What to produce: The reply to the records below should contain exactly the lines from the line with "mark the man" through the line with "Query: light pole", and nothing besides.

[Saved entries]
▼▼▼

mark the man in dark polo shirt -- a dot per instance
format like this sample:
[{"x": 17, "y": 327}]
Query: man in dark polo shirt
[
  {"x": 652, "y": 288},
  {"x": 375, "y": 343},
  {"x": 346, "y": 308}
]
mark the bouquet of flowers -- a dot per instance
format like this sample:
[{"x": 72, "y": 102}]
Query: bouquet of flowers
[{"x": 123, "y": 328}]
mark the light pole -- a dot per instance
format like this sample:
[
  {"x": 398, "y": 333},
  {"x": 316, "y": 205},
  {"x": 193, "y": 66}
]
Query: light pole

▲▲▲
▼▼▼

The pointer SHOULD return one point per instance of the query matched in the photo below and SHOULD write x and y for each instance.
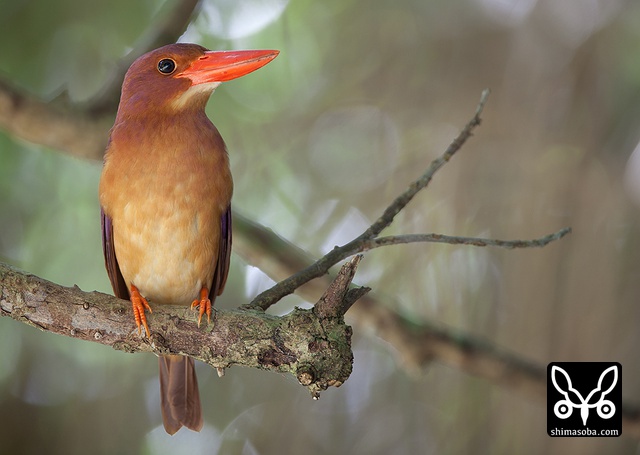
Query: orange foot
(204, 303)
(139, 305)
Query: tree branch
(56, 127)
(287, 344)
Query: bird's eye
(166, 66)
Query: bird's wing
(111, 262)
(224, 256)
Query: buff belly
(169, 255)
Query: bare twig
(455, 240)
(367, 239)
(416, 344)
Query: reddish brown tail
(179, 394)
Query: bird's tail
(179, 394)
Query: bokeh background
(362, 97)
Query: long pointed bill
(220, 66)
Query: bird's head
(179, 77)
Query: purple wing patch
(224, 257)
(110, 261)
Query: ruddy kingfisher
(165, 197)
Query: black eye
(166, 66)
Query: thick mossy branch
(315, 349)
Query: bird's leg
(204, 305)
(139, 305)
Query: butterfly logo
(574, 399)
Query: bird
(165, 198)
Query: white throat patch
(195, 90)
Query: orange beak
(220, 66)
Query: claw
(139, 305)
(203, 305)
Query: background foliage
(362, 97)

▲▲▲

Task output:
mark the man in dark polo shirt -- a dot per instance
format like this sample:
[{"x": 17, "y": 327}]
Query: man in dark polo shirt
[
  {"x": 652, "y": 288},
  {"x": 375, "y": 343},
  {"x": 346, "y": 308}
]
mark the bouquet of flowers -- a dot per instance
format like this sample:
[{"x": 72, "y": 102}]
Query: bouquet of flowers
[{"x": 123, "y": 328}]
mark the light pole -- a dot per instance
format like this sample:
[
  {"x": 398, "y": 333},
  {"x": 316, "y": 205},
  {"x": 193, "y": 66}
]
Query: light pole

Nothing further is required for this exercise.